::: Page text :::

For Those in Peril was designed to publicise a little-known unit of the Royal Air Force, the Air Sea Rescue Unit, which was set up in 1941 to save those in distress at sea, particularly airmen who had been shot down or forced to ditch in the water. In common with a number of other war-related films made by Ealing at this time, the plot was subservient to the propaganda message; name actors were generally not used and genuine sailors featured in the action scenes.

Location filming took place mainly in the area around the port of Newhaven in Sussex, with the English Channel sequences being shot off the Sussex coast. Crichton later recalled: "(My) first picture ... was a propaganda picture called For Those in Peril where we rushed around the Channel in high speed motorboats, boats which were used for picking up crashed airmen and so on. It's a horrifying thing to say, but it was very exciting".

Principal photography took place in mid-1943 at the Ealing studios and on location, with the participation of the Admiralty and Royal Navy in filming. Royal Navy Patrol Service (RNPS) armed trawlers and other auxiliary craft, together with Royal Navy coastal craft (motor launches and torpedo boats) from HMS Aggressive, Shoreham, were made available. A Royal Air Force Supermarine Walrus air-sea rescue aircraft of No. 28 Air Sea Rescue unit and a Douglas DB-7 Boston bomber were also featured.

==Reception==
For Those in Peril was one of the few British productions that appeared in 1944–1945. Its semi-documentary style suited its role as a propaganda film. Film historian George Perry considered this film to be the closest Charles Crichton ever got to "documentary realism during his long Ealing career".

::: Listed records :::

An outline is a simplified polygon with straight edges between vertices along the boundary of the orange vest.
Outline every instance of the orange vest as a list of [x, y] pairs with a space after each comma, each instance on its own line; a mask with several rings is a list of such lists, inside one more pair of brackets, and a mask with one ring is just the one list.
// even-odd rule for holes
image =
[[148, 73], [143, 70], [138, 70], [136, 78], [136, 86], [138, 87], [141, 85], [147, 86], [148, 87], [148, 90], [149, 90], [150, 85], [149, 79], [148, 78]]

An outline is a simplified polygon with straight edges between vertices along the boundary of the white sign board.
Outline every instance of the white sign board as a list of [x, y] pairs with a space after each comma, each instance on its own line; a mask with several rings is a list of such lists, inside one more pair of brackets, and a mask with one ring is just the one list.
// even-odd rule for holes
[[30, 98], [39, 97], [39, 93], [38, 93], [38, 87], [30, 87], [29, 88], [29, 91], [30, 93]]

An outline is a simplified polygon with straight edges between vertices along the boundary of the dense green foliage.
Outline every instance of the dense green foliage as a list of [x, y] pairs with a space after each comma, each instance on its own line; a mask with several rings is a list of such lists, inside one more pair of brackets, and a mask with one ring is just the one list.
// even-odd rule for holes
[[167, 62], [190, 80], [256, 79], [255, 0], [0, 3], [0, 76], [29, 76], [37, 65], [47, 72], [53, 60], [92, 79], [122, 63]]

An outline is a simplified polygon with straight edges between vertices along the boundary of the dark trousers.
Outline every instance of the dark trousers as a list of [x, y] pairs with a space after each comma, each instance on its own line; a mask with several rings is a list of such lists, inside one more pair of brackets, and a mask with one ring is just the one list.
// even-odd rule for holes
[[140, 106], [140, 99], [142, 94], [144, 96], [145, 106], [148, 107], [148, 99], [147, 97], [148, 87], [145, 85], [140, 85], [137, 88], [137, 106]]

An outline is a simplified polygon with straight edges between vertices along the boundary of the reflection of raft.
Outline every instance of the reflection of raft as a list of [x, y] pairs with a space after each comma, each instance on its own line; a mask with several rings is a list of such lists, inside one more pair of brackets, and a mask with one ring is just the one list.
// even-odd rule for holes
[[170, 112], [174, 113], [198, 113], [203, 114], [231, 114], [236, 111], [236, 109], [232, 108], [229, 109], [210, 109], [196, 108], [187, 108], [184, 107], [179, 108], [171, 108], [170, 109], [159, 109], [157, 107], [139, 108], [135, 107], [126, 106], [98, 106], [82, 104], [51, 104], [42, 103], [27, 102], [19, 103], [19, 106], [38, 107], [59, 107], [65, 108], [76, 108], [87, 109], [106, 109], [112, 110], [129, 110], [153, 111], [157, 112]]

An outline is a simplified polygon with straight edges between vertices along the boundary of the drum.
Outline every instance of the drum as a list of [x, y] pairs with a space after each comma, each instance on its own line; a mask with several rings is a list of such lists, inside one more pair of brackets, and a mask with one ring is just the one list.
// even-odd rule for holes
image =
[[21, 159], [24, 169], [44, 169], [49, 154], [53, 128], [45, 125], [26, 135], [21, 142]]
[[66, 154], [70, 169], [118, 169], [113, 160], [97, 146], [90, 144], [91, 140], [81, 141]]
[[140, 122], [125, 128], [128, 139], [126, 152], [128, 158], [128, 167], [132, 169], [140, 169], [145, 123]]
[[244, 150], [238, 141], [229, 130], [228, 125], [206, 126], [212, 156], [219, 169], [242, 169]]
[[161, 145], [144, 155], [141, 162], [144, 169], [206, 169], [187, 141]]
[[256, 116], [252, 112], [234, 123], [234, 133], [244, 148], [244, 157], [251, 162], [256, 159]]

:::

> **What to do**:
A) In the paragraph of the text on For Those in Peril that describes principal photography, list every vessel and aircraft it says was made available for or featured in the filming.
B) Answer these questions from the text on For Those in Peril:
(i) In what year was the Air Sea Rescue Unit set up?
(ii) Where did location filming mainly take place?
(iii) Which film historian is quoted on the film?
C) Translate this sentence from the text on For Those in Peril into Spanish: "Its semi-documentary style suited its role as a propaganda film."

> **Per-task answers**:
A)
- Royal Navy Patrol Service (RNPS) armed trawlers
- Other auxiliary craft
- Royal Navy motor launches
- Royal Navy torpedo boats
- A Royal Air Force Supermarine Walrus air-sea rescue aircraft of No. 28 Air Sea Rescue unit
- A Douglas DB-7 Boston bomber

B)
(i) 1941
(ii) In the area around the port of Newhaven in Sussex
(iii) George Perry

C) Su estilo semidocumental se adecuaba a su papel como película de propaganda.